Continue the text below about Penn LDI's grant-funded projects completed in 2020, starting after its final sentence.

EXCERPT TO READ =>
=== Section Start ===

Penn LDI awarded 12 grants to teams led by LDI Senior and Associate Fellows engaged in work across a wide range of health services research areas. Read more below about the funded projects completed in 2020.


Jalpa Doshi
Jalpa Doshi, PhD

Predicting Prescription Drug Adherence and Treatment Gaps for Medicare Beneficiaries with Chronic Condition: A Comparison Between Traditional Models and Machine Learning Algorithms

Principal Investigator:  Jalpa Doshi, PhD | Perelman School of Medicine

Using 100% Medicare files from 2011—2014, we measured adherence to and treatment gaps in disease-modifying therapies (DMTs) in individuals with multiple sclerosis (MS) over a one-year and three-year follow-up. We found a downward trend in DMT adherence over time in both samples. Monthly adherence dropped significantly between December of the prior year to January of the following year (from 76% to 65% in the one-year follow-up sample and similar drops seen across all years in the three-year follow-up sample). Next, we used traditional regression models to identify predictors of DMT adherence and treatment gaps. In the one-year follow-up sample, several sociodemographic factors were associated with the odds of being adherent. Disability as the current or original Medicare entitlement reason was associated with lower odds of being adherent across all age categories. Men had higher odds than women and Black people had lower odds of being adherent compared to white people. In terms of clinical factors, patients with a higher RxHCC score and having an inpatient stay in the baseline year had lower odds of being adherent. Interestingly, patients with MS relapses in the baseline year had lower odds of being adherent in the follow-up year. In terms of Part D benefit design factors, patients in plans with the standard Part D benefit or plans that offered a basic alternative or actuarially equivalent to standard benefit design had lower odds of being adherent than patients in the more generous enhanced alternative Part D plans. Being in the high cost-sharing phase was associated with lower odds of being adherent than in the low cost-sharing phase.

=== Section End ===

EXTRACTED RECORDS =>
=== Section Start ===

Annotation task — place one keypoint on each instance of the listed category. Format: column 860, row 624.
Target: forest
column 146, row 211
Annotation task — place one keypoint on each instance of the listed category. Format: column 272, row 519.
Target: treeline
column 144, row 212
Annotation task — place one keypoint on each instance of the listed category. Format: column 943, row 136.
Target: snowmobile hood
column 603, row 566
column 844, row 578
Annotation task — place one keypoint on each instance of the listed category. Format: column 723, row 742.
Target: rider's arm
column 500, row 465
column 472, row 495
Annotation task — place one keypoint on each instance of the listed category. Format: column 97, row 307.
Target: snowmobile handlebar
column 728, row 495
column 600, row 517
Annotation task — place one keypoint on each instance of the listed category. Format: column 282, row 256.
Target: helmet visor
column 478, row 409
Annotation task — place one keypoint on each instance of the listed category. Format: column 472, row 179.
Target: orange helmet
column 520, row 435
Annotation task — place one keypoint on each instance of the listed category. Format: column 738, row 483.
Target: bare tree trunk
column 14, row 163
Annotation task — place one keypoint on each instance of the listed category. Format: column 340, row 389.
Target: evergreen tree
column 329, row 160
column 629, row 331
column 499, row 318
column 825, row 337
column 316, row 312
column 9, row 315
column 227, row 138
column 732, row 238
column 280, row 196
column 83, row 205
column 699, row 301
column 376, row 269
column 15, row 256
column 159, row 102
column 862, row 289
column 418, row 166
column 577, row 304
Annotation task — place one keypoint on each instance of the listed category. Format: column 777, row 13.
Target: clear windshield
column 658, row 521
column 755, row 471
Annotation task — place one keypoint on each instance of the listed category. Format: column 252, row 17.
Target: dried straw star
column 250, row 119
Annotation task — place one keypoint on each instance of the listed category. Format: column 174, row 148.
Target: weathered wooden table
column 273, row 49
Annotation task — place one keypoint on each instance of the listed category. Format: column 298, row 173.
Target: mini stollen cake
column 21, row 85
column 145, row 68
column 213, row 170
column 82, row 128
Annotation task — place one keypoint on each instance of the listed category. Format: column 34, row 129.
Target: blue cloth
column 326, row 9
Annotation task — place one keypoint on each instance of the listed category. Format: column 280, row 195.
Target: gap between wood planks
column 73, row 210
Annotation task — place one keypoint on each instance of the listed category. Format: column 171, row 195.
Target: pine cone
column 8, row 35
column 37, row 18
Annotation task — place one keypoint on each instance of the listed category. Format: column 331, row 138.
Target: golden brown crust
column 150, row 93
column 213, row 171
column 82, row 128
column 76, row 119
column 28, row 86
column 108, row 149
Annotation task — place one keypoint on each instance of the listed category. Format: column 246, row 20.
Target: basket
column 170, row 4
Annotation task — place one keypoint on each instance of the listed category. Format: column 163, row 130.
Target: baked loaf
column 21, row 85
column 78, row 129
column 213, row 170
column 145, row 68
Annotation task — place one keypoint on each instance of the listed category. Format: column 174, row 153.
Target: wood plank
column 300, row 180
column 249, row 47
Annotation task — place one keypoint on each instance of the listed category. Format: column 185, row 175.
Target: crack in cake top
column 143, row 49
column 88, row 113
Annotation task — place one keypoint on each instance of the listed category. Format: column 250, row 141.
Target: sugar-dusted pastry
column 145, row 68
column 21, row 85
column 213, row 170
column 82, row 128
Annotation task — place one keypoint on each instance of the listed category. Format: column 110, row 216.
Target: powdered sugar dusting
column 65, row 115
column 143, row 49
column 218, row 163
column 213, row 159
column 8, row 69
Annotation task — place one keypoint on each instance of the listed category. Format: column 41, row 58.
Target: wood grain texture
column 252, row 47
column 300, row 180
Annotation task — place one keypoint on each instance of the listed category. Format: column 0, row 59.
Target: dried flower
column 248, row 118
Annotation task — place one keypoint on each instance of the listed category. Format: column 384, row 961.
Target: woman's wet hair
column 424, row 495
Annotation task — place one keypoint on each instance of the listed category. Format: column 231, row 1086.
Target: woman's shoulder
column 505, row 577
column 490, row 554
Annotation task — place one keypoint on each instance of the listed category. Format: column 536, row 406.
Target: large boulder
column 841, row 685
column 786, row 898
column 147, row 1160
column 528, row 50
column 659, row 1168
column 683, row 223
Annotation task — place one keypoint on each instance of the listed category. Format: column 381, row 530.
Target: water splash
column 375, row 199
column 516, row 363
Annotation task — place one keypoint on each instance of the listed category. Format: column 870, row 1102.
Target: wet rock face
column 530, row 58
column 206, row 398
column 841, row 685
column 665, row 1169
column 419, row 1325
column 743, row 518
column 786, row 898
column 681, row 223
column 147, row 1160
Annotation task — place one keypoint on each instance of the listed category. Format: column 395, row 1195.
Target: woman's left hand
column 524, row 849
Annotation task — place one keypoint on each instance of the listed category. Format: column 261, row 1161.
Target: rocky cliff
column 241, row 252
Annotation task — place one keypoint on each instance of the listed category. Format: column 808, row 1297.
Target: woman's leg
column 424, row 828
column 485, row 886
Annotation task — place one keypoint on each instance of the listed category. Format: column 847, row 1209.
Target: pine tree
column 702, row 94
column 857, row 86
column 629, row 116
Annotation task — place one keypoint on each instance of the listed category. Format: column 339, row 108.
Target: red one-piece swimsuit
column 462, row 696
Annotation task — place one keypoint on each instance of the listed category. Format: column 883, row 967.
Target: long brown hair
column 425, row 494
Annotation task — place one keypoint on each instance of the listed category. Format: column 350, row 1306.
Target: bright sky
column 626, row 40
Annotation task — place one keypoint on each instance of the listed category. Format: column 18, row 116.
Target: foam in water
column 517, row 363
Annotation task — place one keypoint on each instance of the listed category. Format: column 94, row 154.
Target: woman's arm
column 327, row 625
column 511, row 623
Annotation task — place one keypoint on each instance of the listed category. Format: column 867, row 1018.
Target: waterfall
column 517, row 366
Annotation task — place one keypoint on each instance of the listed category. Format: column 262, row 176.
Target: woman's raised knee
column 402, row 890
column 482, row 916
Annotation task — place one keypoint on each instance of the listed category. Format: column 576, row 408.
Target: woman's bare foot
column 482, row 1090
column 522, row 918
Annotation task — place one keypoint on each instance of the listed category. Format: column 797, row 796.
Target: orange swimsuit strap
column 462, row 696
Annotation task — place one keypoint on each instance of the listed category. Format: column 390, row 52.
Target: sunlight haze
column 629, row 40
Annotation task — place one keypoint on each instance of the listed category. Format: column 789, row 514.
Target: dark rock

=== Section End ===

YOUR RESPONSE =>
Ari Friedman
Ari Friedman, MD, PhD

Metrics, Morbidity, and Mortality Among the Elderly

Principal Investigator: Ari Friedman, MD, PhD | Perelman School of Medicine

In this study, we performed a survey-weighted analysis of the National Hospital Ambulatory Medical Care Survey (NHAMCS), comparing older adults with a chief complaint of abdominal pain to those without. Visits from 2013 to 2017 to nationally representative emergency departments (ED) were included. We analyzed 81,509 visits to 1211 U.S. EDs, which projects to 531,780,629 ED visits after survey weighting. We report the diagnostic testing, evaluation, management, additional reasons for visit, and disposition of ED visits. We found that among older adults (≥65 years), seven% of ED visits were for abdominal pain. Older patients with abdominal pain had a lower probability of being triaged to the “Emergent” (ESI2) acuity on arrival (7.1% vs. 14.8%), yet were more likely to be admitted directly to the operating room than older adults without abdominal pain (3.6% vs. 0.8%), with no statistically significant differences in discharge home, death, or admission to critical care. Ultrasound or CT imaging was performed in 60% of older adults with abdominal pain. A minority (39%) of older patients with abdominal pain received an electrocardiogram (EKG).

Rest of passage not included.